The national directors of the DST Homeownership Initiative are Lori Jones Gibbs and Lynn Richardson. Gibbs is the Genworth Financial's Vice-President of Affordable Housing and Industry Affairs, and Richardson is Chase Bank's Vice President of National Strategic Partnerships.

The Delta Challenge offers mortgage loans, insurance, and other home buyers' discounts through The Delta Chase Initiative. The Delta Chase Initiative resulted in more than 100,000 consumer touch points worldwide and $35 million in closings for Chase, a staggering 389% increase over those closed over the previous three years.

====Habitat for Humanity====

Delta Sigma Theta was the first national African-American organization to collaborate with Habitat for Humanity International in 1992, during National President Bertha Roddey's administration. Habitat for Humanity builds and rehabilitates homes with the help of selected homeowners, volunteer labor, management expertise, and tax-deductible donations of money and materials. Houses are sold to families without profit, and no-interest mortgages are issued over a fixed period. Between 1992 and 1994, Delta Sigma Theta and Habitat for Humanity built twenty-two homes throughout the United States. In 1996, sorority members and supporters traveled to Ghana, where they built forty Delta Habitat for Humanity homes.

==== Financial Fortitude ====
Financial Fortitude was designed to help sorority members and local communities attain personal wealth and financial security. Financial Fortitude was established as a result of increasing unemployment, Social Security debts, and the widening gap between wealth and poverty. Financial Fortitude helps participants to set and define goals, to develop a financial plan to achieve goals and to put their plan into action. Workshops are focused on topics such as debt management and reduction, retirement, financing for college, investing, insurance, estate and home ownership, savings, and entrepreneurship.

==== Delta Towers I ====
In 1979, Delta Sigma Theta's Washington D.C. Alumnae chapter and Delta's Housing Corporation planned and constructed Delta Towers as a multimillion-dollar, ten-story building. Delta Towers opened for occupancy in 1980. Delta Sigma Theta established Delta Towers in the northeast area of Washington, D.C. Delta Towers is an apartment building for elderly and disabled individuals. Delta Towers was the first retirement center founded by any of the African-American sororities or fraternities in the United States. While many African-American sororities and fraternities subsequently established, or have plans to establish, retirement centers, Delta Sigma Theta, once again, remains a leader in setting the standard for others to follow. Delta Towers currently has 150 independent-living residential apartments. Because of the success of Delta Towers, the chapter and housing corporation is constructing a second apartment building, Delta Towers II, near the first.

§ **Excerpted data**
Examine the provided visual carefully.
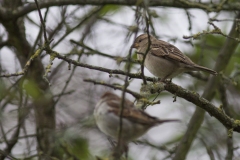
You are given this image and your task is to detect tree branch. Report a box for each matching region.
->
[0,0,240,21]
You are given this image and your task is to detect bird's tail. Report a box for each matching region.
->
[194,65,218,76]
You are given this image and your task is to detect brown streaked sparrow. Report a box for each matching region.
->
[94,92,179,143]
[132,34,217,81]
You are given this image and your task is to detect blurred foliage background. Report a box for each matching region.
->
[0,0,240,160]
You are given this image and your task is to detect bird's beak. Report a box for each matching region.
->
[131,43,139,48]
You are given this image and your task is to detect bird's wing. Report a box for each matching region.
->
[150,40,194,65]
[110,107,159,126]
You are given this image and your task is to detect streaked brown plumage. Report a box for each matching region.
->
[94,92,178,143]
[132,34,217,81]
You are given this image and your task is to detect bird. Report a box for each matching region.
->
[131,33,217,81]
[94,92,179,144]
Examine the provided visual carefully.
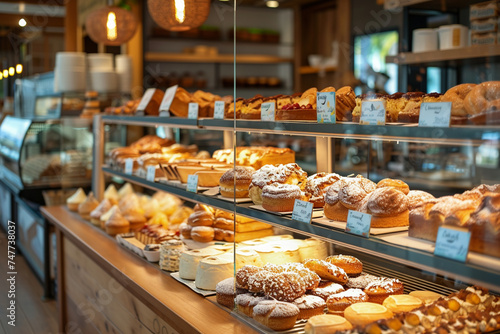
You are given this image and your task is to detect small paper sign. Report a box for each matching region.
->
[418,102,451,128]
[186,174,198,193]
[345,210,372,238]
[260,102,276,122]
[214,101,224,119]
[316,92,336,123]
[188,102,199,119]
[146,166,156,182]
[292,199,313,224]
[125,159,134,175]
[434,227,470,262]
[359,101,385,125]
[137,88,156,111]
[160,85,177,116]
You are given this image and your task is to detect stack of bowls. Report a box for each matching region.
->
[87,53,118,93]
[115,55,132,94]
[54,52,87,93]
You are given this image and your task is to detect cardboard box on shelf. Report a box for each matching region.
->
[469,0,500,21]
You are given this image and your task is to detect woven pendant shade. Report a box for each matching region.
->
[85,6,137,46]
[148,0,210,31]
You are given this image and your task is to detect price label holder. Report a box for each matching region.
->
[418,102,451,128]
[125,159,134,175]
[186,174,198,193]
[136,88,156,115]
[146,166,156,182]
[434,227,471,262]
[214,101,225,119]
[292,199,313,224]
[160,85,178,117]
[316,92,336,123]
[260,102,276,122]
[359,101,385,125]
[345,210,372,238]
[188,102,200,119]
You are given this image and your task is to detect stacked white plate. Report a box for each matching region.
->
[115,55,132,93]
[87,53,118,93]
[54,52,87,92]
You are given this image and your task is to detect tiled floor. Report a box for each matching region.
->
[0,229,58,334]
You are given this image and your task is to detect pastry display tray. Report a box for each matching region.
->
[380,233,500,268]
[313,217,408,235]
[170,272,215,297]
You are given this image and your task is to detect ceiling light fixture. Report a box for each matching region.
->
[148,0,210,31]
[85,0,137,46]
[266,0,280,8]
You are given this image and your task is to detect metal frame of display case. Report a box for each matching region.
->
[93,116,500,292]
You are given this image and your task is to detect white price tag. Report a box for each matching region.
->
[214,101,225,119]
[345,210,372,238]
[137,88,156,111]
[188,102,200,119]
[125,159,134,175]
[418,102,451,128]
[359,101,385,125]
[186,174,198,193]
[292,199,313,224]
[434,226,471,262]
[260,102,276,122]
[160,85,177,116]
[316,92,336,123]
[146,165,156,182]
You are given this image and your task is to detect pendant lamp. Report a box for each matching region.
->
[148,0,210,31]
[85,0,137,46]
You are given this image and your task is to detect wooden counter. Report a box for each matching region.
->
[42,206,256,334]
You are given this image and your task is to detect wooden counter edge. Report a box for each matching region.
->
[41,206,256,334]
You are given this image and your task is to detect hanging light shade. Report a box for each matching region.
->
[85,6,137,46]
[148,0,210,31]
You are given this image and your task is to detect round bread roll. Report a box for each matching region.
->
[410,290,443,305]
[191,226,215,242]
[253,300,299,331]
[219,166,253,198]
[382,295,424,313]
[441,83,476,116]
[377,179,410,195]
[304,314,352,334]
[344,302,393,326]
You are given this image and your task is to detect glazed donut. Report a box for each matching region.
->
[464,81,500,115]
[179,223,193,239]
[191,226,215,242]
[236,265,262,289]
[304,172,341,208]
[335,86,356,121]
[264,272,306,302]
[325,254,363,277]
[219,166,253,198]
[304,259,349,284]
[377,179,410,195]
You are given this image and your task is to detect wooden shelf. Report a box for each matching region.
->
[144,52,293,64]
[299,66,337,74]
[385,45,500,66]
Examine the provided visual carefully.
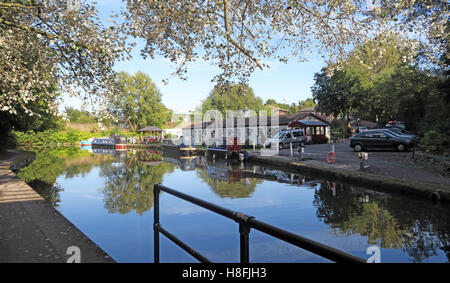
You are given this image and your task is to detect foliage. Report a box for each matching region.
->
[108,72,172,131]
[11,128,142,147]
[421,130,450,153]
[124,0,448,82]
[298,98,317,110]
[66,107,96,124]
[311,69,362,121]
[0,0,129,115]
[202,84,263,118]
[312,35,450,151]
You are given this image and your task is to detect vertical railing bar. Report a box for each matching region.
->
[239,222,250,263]
[153,186,160,263]
[155,184,366,263]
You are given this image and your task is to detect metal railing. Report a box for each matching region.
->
[153,184,366,263]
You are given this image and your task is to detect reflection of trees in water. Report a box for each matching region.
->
[386,199,450,262]
[313,182,450,262]
[17,150,110,207]
[100,156,176,215]
[197,170,263,198]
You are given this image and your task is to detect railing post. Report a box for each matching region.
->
[153,184,160,263]
[239,221,250,263]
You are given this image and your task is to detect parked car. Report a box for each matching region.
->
[356,126,368,133]
[380,126,420,142]
[350,129,414,152]
[264,129,306,149]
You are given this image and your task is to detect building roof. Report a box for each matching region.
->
[183,112,329,129]
[267,105,288,112]
[138,126,162,132]
[288,120,330,127]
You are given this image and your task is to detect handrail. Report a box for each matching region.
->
[153,184,366,263]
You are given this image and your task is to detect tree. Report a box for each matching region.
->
[107,72,172,131]
[0,0,129,115]
[202,84,263,117]
[125,0,448,82]
[311,68,361,123]
[298,98,317,110]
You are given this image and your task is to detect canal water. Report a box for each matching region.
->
[18,148,450,262]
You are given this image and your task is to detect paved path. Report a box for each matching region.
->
[0,152,114,263]
[255,141,450,188]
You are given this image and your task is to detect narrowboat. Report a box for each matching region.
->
[206,138,248,161]
[92,135,127,150]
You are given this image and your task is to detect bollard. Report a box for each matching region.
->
[298,144,305,160]
[358,152,369,171]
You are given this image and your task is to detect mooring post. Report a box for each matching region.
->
[153,184,159,263]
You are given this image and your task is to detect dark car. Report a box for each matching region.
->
[350,129,414,152]
[383,126,420,141]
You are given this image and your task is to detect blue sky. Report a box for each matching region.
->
[64,0,325,112]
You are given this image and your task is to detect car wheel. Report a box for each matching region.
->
[397,143,406,151]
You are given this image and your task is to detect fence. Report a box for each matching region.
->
[153,184,366,263]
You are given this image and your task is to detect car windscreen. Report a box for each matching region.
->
[292,131,303,137]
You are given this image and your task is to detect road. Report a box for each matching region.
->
[255,140,450,187]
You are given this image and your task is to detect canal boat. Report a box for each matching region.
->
[80,138,94,146]
[162,137,196,156]
[206,137,248,161]
[92,135,127,150]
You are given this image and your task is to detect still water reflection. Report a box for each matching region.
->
[19,148,450,262]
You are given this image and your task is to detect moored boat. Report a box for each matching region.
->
[206,138,248,161]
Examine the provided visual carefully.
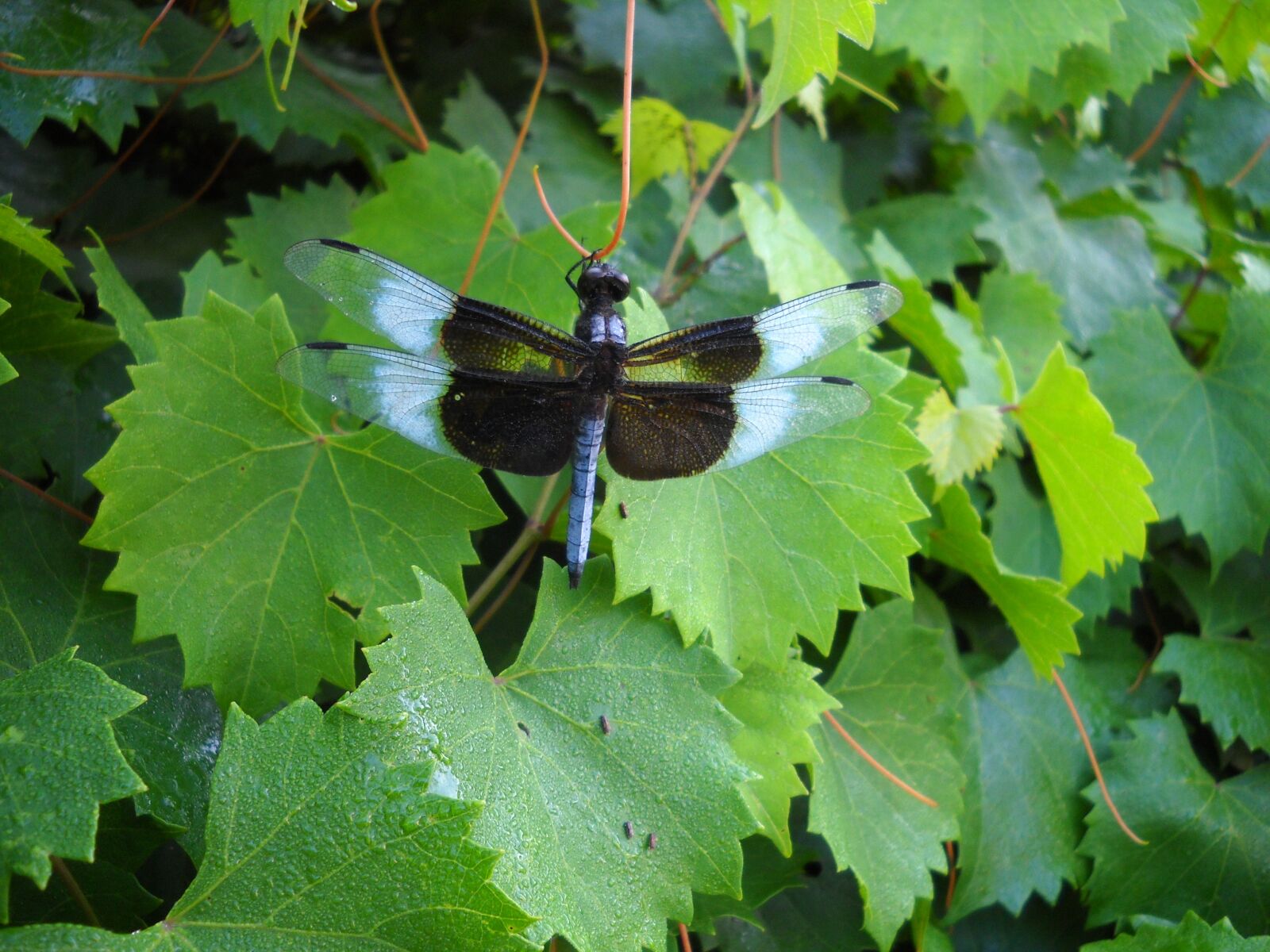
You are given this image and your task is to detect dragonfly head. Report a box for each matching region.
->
[578,262,631,302]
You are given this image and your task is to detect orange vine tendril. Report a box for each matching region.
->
[533,0,635,260]
[102,136,243,245]
[53,21,235,221]
[0,47,260,86]
[0,468,93,525]
[944,839,956,916]
[296,49,419,148]
[824,711,938,808]
[459,0,551,294]
[1226,136,1270,188]
[1186,49,1230,89]
[371,0,428,152]
[1050,668,1147,846]
[1126,0,1240,165]
[137,0,176,46]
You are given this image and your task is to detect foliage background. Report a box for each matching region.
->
[0,0,1270,950]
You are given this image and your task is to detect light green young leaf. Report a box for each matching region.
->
[1016,344,1158,588]
[879,0,1126,129]
[737,0,884,125]
[84,244,156,363]
[1087,301,1270,575]
[927,485,1081,678]
[0,698,537,952]
[1081,910,1270,952]
[85,297,499,713]
[719,658,838,855]
[0,654,144,923]
[341,559,757,952]
[1081,708,1270,935]
[599,97,732,195]
[917,389,1006,486]
[1156,635,1270,750]
[808,599,965,948]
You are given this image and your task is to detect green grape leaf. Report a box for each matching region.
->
[168,9,413,170]
[0,487,221,859]
[1191,0,1270,80]
[735,0,884,125]
[984,459,1141,631]
[960,132,1160,345]
[595,298,927,668]
[0,698,536,952]
[341,144,616,339]
[949,632,1158,919]
[0,650,144,922]
[339,557,756,952]
[84,244,157,363]
[715,834,876,952]
[180,251,273,315]
[1081,708,1270,933]
[223,175,360,339]
[1087,299,1270,574]
[1183,83,1270,208]
[1081,910,1270,952]
[851,193,995,284]
[0,197,74,290]
[0,0,164,151]
[927,485,1081,678]
[1156,635,1270,750]
[1016,344,1158,588]
[599,97,732,195]
[687,838,815,935]
[732,182,847,301]
[808,599,965,948]
[1157,550,1270,639]
[878,0,1126,129]
[916,389,1006,486]
[719,658,838,855]
[978,268,1069,390]
[1029,0,1199,112]
[868,233,969,391]
[85,296,499,712]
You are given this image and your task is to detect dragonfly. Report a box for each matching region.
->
[277,239,903,588]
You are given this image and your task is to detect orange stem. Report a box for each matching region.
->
[824,711,938,808]
[533,0,635,259]
[102,136,243,245]
[137,0,176,46]
[296,49,419,148]
[0,468,93,525]
[1050,668,1147,846]
[1226,136,1270,188]
[1128,0,1240,163]
[371,0,428,152]
[0,47,262,86]
[53,20,233,221]
[459,0,550,294]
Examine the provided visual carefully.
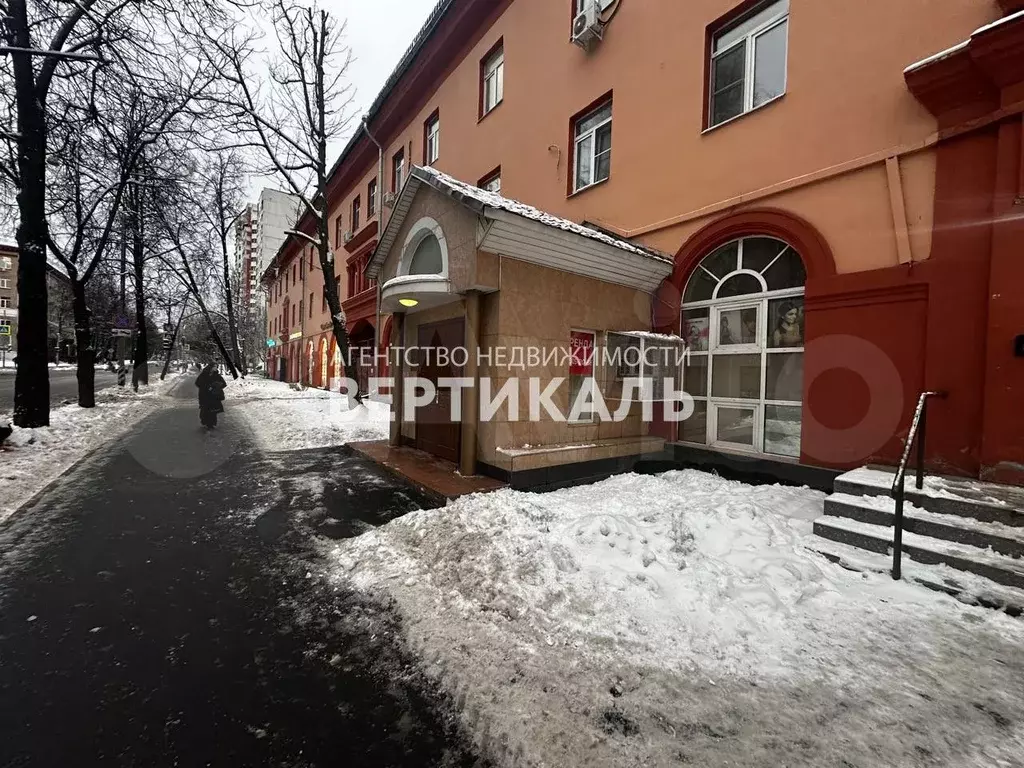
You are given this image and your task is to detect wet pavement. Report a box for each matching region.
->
[0,384,481,768]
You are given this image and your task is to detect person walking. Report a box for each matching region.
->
[196,362,227,429]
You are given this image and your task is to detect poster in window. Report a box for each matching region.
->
[569,331,594,376]
[768,297,804,349]
[683,315,708,352]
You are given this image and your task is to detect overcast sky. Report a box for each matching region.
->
[0,0,437,242]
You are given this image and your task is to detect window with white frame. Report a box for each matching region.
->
[477,167,502,195]
[572,101,611,191]
[708,0,790,127]
[423,113,441,165]
[679,237,807,458]
[480,43,505,117]
[573,0,615,15]
[391,150,406,195]
[566,330,597,424]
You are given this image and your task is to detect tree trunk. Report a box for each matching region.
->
[131,204,150,392]
[160,301,188,381]
[71,275,96,408]
[6,0,50,428]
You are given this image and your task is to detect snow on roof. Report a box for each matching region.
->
[903,40,971,75]
[608,331,686,344]
[971,10,1024,37]
[414,168,672,264]
[903,10,1024,75]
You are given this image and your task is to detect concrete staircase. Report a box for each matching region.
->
[814,467,1024,614]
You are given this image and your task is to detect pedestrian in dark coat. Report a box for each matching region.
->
[196,362,227,428]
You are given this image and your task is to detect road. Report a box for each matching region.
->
[0,380,483,768]
[0,365,161,414]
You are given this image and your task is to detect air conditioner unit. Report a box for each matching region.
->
[572,0,604,50]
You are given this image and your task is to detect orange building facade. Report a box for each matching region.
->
[264,0,1024,483]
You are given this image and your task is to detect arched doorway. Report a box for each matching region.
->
[679,237,807,459]
[327,334,341,391]
[316,337,329,389]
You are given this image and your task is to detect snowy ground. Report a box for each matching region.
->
[224,376,390,451]
[0,375,177,522]
[325,470,1024,768]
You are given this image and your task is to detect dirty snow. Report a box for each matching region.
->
[0,376,177,522]
[225,377,390,451]
[325,470,1024,768]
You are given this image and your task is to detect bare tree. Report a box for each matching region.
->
[47,65,212,408]
[205,0,358,399]
[0,0,226,427]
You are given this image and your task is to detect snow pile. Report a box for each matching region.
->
[329,471,1024,766]
[230,377,391,451]
[0,376,177,522]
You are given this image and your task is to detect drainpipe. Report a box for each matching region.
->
[362,116,394,387]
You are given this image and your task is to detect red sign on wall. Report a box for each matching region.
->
[569,331,594,376]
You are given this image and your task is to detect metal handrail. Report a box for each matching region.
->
[891,391,946,580]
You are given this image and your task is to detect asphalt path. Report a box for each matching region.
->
[0,379,483,768]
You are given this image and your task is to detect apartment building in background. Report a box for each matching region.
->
[261,0,1024,486]
[0,243,17,358]
[234,188,299,306]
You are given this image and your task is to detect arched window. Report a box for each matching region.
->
[680,238,807,458]
[396,216,449,278]
[409,234,444,274]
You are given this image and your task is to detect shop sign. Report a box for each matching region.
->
[569,331,594,376]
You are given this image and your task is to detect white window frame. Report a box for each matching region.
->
[680,234,806,463]
[481,173,502,195]
[391,150,406,195]
[565,328,604,426]
[572,101,612,193]
[481,44,505,117]
[426,116,441,166]
[708,0,790,130]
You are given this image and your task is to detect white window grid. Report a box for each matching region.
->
[427,118,441,165]
[681,239,805,460]
[483,173,502,195]
[572,101,611,191]
[708,0,790,128]
[483,47,505,115]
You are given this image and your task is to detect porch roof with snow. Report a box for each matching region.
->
[366,166,673,293]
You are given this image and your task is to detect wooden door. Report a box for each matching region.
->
[416,317,465,463]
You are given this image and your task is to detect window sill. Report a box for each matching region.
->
[565,175,611,200]
[476,98,505,125]
[700,93,785,136]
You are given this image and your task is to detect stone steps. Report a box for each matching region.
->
[814,468,1024,610]
[813,539,1024,616]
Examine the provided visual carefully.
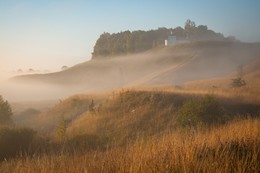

§ **Work task 1**
According to the Delta Sigma Theta text, in what year did Delta Towers open for occupancy?
§ **Work task 2**
List everything the Delta Sigma Theta text says Habitat for Humanity relies on to build and rehabilitate homes.
§ **Work task 3**
Print the part of the Delta Sigma Theta text between "The national directors" and "previous three years.", inclusive.
Answer from the Delta Sigma Theta text alone.

§ **Worked solution 1**
1980

§ **Worked solution 2**
- Selected homeowners
- Volunteer labor
- Management expertise
- Tax-deductible donations of money and materials

§ **Worked solution 3**
The national directors of the DST Homeownership Initiative are Lori Jones Gibbs and Lynn Richardson. Gibbs is the Genworth Financial's Vice-President of Affordable Housing and Industry Affairs, and Richardson is Chase Bank's Vice President of National Strategic Partnerships.

The Delta Challenge offers mortgage loans, insurance, and other home buyers' discounts through The Delta Chase Initiative. The Delta Chase Initiative resulted in more than 100,000 consumer touch points worldwide and $35 million in closings for Chase, a staggering 389% increase over those closed over the previous three years.